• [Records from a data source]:

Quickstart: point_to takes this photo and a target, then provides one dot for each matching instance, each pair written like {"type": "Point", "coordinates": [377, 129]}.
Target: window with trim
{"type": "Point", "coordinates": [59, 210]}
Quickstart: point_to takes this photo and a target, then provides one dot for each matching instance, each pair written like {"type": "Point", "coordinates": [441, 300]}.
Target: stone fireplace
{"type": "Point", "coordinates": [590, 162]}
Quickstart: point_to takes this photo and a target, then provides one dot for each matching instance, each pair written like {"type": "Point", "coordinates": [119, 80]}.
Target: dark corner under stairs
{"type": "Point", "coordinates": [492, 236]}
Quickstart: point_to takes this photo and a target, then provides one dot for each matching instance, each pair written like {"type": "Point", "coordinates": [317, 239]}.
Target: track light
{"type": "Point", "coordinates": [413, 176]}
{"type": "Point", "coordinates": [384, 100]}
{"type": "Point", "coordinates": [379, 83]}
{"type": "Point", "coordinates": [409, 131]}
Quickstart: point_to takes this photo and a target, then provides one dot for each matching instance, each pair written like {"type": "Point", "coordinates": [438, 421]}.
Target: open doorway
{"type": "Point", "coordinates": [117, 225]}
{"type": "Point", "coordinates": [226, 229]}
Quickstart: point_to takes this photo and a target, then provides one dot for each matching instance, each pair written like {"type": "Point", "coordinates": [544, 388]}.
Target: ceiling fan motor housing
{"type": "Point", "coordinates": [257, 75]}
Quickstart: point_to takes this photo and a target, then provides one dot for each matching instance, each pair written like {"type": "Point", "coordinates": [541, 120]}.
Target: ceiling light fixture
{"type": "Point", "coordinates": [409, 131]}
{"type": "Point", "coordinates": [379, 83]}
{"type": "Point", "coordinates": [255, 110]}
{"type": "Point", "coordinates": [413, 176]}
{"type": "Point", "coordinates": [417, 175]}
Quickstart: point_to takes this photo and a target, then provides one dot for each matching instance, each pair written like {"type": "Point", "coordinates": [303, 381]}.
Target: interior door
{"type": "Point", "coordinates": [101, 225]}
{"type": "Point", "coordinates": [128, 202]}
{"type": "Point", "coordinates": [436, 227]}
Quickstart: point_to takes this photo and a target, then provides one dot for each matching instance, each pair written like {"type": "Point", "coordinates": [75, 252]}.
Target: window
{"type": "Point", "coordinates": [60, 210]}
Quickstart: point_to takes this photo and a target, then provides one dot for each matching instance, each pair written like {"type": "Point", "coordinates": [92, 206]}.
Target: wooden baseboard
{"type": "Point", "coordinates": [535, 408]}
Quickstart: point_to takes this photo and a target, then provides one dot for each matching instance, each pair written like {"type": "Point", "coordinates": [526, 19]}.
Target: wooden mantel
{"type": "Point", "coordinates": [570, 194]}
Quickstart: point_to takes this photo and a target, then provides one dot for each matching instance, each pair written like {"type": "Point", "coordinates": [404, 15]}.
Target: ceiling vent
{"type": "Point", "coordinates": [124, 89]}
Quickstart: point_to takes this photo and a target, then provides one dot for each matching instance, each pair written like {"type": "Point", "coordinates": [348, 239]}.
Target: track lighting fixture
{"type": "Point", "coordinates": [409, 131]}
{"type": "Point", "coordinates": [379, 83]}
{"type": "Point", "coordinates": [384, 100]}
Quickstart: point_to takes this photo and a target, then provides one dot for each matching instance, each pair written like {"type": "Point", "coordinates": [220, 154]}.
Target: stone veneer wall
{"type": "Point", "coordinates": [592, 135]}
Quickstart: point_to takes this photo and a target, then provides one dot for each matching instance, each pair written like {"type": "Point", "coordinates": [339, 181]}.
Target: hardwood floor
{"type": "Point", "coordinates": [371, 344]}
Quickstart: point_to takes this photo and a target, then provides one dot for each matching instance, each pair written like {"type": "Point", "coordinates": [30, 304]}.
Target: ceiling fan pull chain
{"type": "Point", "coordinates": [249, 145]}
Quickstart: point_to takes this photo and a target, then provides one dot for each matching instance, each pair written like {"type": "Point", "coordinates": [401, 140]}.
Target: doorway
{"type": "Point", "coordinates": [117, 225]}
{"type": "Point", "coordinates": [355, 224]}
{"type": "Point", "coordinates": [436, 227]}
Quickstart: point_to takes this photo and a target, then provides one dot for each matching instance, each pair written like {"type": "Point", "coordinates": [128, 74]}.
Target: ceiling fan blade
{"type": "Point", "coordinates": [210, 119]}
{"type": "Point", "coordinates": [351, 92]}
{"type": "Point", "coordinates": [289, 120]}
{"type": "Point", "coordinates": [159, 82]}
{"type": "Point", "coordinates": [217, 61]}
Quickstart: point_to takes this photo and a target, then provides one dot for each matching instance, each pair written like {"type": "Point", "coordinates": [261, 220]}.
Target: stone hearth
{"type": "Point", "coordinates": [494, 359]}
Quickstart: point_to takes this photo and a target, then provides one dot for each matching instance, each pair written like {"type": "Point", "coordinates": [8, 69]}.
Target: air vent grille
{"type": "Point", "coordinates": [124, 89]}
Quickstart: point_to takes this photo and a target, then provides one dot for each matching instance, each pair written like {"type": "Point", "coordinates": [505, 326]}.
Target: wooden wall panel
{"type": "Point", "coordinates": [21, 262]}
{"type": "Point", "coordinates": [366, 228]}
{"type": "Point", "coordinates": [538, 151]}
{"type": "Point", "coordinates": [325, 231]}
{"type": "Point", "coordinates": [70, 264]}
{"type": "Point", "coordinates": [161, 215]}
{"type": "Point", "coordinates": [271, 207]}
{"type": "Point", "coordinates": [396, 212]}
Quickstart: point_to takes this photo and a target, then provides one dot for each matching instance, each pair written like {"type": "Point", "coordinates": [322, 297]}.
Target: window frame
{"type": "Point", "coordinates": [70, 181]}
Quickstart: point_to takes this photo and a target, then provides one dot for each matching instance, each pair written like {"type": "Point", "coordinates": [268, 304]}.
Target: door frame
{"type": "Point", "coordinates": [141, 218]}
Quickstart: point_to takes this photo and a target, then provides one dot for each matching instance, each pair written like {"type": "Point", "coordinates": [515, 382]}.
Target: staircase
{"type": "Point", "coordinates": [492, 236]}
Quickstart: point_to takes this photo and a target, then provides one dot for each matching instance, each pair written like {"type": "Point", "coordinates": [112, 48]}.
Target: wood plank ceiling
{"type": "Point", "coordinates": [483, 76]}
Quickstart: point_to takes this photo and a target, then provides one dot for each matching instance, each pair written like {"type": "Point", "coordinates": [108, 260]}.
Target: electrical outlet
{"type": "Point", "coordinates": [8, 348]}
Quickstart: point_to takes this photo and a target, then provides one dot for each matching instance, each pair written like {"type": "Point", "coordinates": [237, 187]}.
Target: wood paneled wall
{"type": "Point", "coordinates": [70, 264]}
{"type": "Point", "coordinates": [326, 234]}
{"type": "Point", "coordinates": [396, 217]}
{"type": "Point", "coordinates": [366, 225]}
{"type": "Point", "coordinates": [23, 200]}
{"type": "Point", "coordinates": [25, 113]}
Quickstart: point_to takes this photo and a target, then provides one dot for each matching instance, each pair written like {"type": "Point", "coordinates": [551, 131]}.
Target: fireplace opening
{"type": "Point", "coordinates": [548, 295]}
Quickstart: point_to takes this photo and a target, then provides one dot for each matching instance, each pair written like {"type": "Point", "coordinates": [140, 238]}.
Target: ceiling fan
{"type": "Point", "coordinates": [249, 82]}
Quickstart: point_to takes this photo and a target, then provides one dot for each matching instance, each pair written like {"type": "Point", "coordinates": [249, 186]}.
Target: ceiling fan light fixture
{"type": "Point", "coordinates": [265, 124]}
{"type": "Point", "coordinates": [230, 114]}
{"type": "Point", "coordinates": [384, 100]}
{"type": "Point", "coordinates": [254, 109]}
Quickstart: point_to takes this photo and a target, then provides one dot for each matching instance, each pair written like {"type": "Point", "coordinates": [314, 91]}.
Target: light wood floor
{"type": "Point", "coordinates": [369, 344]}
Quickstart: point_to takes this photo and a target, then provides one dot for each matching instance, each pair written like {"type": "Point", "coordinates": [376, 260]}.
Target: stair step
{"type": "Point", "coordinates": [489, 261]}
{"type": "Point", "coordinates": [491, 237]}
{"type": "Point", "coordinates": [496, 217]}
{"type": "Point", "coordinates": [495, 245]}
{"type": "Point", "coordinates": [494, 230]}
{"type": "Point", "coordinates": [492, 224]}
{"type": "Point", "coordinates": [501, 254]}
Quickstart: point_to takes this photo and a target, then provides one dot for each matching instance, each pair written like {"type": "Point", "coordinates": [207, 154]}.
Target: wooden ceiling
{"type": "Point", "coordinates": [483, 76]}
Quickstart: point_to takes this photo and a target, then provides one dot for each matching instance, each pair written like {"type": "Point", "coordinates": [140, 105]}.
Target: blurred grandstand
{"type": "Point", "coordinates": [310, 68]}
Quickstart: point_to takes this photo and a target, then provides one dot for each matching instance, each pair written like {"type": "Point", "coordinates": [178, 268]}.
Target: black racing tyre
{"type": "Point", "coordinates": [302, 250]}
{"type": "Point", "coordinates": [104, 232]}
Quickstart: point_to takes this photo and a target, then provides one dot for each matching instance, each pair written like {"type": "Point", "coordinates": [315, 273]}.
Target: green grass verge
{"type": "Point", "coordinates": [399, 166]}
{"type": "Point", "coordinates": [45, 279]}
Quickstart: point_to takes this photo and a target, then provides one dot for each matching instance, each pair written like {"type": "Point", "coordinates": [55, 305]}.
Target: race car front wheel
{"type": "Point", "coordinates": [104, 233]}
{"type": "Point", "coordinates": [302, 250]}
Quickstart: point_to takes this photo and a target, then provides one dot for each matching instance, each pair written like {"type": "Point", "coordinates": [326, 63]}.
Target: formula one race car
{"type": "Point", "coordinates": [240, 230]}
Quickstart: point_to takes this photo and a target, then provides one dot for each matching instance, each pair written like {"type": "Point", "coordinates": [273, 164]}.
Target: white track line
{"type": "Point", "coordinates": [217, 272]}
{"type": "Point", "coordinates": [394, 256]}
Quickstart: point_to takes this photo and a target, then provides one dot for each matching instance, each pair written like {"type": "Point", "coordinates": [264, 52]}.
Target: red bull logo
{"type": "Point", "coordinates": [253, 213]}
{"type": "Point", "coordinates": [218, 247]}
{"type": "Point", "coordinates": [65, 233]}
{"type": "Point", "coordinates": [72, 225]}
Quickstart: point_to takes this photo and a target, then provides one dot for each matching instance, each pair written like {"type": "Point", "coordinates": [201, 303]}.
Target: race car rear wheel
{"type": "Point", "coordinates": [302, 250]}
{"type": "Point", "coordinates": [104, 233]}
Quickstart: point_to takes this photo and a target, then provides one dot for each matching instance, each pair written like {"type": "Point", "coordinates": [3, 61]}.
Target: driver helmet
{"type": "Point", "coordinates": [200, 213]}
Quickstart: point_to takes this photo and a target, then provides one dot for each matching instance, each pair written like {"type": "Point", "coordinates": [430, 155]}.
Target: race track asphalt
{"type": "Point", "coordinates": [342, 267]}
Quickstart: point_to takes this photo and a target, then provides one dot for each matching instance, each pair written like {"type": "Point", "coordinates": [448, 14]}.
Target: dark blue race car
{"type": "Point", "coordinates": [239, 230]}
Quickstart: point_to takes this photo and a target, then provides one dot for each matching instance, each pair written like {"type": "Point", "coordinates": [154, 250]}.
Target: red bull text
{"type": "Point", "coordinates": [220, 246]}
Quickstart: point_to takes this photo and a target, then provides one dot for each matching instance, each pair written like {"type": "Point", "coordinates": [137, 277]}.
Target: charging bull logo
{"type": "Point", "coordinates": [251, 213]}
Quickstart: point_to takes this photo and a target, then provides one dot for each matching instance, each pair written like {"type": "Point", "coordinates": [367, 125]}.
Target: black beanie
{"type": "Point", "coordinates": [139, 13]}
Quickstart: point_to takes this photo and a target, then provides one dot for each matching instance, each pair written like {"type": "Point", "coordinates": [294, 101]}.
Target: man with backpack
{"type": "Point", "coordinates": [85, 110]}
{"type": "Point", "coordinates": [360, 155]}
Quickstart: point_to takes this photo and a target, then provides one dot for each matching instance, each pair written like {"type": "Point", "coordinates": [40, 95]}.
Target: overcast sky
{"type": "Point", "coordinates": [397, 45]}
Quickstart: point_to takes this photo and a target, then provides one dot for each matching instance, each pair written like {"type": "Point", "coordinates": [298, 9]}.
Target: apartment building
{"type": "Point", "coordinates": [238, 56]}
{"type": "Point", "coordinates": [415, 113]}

• [WORK ITEM]: Starting with the line that contains "Target: overcast sky", return each line through the last one of the data above, exactly as written and nothing more.

• [RESPONSE AREA]:
Target: overcast sky
{"type": "Point", "coordinates": [397, 45]}
Quickstart: point_to takes this photo and a target, then provides one dot for each matching instance, each pair written like {"type": "Point", "coordinates": [298, 9]}.
Target: apartment building
{"type": "Point", "coordinates": [238, 56]}
{"type": "Point", "coordinates": [415, 113]}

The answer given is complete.